▶ _EXERCISE PROMPT_: The lines needed are those below that contain the word "seam"; copy each one.

-=-=-

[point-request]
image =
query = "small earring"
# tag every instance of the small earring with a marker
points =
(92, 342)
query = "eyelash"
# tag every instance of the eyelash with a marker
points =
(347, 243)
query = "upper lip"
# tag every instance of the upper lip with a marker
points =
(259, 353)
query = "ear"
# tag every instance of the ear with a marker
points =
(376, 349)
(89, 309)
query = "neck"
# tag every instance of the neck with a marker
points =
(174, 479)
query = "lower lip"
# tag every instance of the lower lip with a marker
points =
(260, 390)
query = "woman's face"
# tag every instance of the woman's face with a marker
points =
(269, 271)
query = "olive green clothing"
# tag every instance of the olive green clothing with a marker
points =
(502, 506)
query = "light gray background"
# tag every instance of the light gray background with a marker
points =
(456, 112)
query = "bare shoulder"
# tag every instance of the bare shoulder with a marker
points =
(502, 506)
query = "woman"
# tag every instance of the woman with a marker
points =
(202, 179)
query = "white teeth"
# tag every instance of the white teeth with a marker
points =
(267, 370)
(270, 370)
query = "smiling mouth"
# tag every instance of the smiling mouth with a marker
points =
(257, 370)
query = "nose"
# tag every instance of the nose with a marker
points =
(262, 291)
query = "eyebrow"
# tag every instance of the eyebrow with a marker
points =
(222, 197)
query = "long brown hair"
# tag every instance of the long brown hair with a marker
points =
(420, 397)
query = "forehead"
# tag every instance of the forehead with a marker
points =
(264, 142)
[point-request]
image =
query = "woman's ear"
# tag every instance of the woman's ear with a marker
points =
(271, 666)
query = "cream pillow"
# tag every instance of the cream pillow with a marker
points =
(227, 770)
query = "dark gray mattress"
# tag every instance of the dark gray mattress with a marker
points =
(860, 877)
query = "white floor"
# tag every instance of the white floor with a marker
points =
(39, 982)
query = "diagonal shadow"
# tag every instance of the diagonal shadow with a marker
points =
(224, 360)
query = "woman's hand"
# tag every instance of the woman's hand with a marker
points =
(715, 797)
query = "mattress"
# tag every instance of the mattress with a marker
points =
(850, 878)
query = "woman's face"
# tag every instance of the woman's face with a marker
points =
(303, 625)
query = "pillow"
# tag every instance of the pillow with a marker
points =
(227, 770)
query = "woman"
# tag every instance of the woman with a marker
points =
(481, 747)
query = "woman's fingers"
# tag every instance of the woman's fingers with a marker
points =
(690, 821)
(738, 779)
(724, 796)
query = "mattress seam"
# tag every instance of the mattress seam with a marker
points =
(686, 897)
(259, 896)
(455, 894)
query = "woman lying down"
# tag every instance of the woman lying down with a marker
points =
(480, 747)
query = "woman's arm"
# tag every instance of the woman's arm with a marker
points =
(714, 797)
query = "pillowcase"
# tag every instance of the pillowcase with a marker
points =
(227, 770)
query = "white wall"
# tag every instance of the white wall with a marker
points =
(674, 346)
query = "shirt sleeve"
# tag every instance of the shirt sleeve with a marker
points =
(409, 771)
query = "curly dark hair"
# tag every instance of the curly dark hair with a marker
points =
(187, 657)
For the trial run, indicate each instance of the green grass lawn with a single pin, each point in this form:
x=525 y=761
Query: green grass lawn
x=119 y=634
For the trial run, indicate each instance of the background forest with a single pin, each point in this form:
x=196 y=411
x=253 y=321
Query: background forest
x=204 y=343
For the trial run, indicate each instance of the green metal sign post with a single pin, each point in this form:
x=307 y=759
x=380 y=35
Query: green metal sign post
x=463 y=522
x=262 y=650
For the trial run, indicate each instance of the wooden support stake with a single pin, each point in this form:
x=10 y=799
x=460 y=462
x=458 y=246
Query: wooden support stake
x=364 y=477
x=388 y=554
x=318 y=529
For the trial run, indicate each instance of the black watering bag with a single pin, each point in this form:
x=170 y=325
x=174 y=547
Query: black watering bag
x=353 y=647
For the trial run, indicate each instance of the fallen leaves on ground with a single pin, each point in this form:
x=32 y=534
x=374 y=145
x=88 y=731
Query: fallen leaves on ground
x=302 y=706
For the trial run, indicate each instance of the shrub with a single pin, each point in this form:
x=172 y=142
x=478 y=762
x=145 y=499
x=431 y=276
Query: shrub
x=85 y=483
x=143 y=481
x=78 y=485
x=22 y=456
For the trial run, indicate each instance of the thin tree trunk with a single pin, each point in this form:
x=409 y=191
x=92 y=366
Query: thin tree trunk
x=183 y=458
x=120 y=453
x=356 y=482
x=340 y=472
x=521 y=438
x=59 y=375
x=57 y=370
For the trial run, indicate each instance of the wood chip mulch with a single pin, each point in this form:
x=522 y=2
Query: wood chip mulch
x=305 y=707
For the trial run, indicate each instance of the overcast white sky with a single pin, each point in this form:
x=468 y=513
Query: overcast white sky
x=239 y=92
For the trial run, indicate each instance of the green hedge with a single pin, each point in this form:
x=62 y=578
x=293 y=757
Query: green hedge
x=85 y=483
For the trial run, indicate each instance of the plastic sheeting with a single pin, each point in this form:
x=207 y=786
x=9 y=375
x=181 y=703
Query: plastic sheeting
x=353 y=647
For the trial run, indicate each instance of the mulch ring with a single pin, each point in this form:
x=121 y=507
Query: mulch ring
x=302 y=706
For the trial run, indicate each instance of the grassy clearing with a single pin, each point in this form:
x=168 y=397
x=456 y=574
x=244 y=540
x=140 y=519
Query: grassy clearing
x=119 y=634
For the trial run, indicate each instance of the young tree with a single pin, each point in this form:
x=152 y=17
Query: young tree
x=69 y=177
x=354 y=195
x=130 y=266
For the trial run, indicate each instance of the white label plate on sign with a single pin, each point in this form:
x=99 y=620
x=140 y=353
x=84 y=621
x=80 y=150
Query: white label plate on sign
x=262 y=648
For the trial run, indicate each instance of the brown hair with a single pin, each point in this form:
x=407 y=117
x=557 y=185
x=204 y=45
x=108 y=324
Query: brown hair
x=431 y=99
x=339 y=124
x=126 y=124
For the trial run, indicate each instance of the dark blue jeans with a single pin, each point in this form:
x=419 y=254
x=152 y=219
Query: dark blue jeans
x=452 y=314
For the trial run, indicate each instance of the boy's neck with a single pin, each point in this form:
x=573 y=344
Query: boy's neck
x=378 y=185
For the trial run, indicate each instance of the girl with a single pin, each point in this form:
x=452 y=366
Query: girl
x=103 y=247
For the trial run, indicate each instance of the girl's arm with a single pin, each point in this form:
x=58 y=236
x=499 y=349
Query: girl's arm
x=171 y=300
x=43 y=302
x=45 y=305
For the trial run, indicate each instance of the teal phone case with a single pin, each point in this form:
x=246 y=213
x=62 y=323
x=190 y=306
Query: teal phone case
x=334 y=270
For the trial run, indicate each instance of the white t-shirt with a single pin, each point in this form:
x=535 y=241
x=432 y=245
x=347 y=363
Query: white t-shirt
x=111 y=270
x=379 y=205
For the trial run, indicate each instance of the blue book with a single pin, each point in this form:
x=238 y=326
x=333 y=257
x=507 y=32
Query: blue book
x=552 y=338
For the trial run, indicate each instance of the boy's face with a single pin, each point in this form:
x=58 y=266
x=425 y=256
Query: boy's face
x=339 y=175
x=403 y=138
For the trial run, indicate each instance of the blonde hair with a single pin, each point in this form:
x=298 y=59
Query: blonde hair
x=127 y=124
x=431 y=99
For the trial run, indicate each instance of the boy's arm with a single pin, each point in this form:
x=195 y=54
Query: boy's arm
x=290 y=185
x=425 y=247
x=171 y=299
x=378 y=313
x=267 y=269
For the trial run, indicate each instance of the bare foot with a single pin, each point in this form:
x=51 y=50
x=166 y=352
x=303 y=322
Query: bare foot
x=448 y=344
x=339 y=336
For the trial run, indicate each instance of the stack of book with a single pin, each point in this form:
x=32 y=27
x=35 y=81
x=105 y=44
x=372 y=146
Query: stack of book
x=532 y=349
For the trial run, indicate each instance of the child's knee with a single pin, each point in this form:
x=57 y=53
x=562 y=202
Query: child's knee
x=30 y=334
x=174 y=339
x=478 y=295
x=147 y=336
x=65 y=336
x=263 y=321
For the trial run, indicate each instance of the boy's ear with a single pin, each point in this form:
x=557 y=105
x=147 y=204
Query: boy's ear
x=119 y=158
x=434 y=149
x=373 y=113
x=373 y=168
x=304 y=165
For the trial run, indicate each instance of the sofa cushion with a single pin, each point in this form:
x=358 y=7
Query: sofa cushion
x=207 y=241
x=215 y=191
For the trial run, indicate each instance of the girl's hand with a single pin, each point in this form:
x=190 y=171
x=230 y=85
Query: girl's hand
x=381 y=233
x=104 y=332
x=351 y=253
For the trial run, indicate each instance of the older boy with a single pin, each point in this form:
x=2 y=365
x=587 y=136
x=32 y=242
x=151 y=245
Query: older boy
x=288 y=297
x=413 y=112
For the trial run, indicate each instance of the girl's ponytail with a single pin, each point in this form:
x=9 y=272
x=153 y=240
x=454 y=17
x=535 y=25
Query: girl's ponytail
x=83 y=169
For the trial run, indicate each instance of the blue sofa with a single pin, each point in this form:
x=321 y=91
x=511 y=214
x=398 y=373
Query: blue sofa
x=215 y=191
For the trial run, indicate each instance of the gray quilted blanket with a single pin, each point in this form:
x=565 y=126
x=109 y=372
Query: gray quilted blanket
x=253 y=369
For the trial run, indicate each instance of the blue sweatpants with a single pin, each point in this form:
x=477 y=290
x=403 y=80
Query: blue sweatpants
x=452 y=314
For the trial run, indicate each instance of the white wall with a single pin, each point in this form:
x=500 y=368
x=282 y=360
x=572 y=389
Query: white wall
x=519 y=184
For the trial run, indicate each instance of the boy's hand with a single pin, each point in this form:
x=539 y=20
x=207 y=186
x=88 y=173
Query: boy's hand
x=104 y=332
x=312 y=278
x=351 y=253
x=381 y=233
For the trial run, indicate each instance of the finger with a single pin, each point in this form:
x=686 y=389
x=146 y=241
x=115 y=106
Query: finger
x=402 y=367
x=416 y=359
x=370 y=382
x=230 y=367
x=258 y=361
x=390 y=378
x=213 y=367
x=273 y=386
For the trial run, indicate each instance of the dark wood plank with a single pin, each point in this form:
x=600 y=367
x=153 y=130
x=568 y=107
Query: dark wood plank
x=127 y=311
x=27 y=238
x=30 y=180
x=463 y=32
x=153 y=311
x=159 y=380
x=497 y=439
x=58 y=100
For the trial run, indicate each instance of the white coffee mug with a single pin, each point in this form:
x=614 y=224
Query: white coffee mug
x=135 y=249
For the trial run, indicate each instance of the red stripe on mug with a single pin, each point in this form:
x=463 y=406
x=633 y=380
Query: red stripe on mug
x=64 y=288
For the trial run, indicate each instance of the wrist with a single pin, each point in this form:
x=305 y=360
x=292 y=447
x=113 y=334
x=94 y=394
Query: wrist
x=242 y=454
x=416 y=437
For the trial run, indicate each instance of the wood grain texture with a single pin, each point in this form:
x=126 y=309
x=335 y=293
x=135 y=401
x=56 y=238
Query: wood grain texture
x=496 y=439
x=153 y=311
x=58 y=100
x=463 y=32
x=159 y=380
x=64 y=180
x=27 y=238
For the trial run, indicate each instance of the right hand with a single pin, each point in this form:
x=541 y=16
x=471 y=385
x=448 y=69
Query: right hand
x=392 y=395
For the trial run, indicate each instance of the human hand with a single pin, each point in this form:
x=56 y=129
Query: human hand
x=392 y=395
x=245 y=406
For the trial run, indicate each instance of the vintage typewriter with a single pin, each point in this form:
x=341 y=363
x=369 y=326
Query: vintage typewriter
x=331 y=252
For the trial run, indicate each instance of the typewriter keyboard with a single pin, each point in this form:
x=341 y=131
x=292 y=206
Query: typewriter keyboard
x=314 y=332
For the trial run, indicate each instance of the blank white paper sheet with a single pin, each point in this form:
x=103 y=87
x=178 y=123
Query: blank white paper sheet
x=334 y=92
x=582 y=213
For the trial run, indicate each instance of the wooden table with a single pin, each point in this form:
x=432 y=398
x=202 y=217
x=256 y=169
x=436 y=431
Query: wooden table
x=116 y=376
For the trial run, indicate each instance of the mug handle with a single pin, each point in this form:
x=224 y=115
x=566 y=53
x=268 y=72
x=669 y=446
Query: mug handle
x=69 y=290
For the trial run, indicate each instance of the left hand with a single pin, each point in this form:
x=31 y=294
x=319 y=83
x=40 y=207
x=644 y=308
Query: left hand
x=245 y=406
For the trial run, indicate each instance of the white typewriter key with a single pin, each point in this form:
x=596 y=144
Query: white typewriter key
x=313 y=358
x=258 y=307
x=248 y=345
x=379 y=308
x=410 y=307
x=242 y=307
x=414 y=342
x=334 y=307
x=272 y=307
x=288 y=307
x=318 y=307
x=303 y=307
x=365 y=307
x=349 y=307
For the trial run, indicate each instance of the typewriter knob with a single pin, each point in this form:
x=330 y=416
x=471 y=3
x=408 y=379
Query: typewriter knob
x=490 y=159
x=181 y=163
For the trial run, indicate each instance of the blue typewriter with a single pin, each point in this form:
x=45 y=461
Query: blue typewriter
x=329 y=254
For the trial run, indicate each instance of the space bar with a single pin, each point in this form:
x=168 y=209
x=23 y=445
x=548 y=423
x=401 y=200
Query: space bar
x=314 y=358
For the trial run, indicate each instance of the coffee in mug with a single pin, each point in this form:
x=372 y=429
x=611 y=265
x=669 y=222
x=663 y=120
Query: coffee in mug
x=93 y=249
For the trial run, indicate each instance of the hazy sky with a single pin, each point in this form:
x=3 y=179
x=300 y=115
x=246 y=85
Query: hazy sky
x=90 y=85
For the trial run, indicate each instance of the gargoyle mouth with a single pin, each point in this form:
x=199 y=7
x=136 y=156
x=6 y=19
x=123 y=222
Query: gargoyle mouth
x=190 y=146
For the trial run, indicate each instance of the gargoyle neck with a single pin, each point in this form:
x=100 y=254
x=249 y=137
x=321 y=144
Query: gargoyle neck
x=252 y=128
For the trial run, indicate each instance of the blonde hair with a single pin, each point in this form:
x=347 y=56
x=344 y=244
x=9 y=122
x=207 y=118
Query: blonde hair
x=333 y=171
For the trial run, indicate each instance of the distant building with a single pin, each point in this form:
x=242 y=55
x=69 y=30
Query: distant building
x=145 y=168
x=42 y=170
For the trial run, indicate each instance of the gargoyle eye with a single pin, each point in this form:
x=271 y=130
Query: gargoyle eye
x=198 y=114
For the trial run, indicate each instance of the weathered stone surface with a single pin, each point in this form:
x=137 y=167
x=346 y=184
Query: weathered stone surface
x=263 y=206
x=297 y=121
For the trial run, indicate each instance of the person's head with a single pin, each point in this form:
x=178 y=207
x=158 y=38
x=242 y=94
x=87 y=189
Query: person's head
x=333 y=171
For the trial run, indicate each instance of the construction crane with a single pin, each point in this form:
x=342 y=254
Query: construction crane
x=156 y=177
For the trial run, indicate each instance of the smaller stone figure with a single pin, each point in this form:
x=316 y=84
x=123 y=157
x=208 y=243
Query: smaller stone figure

-=-=-

▶ _TASK OUTPUT_:
query = "mattress seam"
# tag every instance of the mattress seam with a marker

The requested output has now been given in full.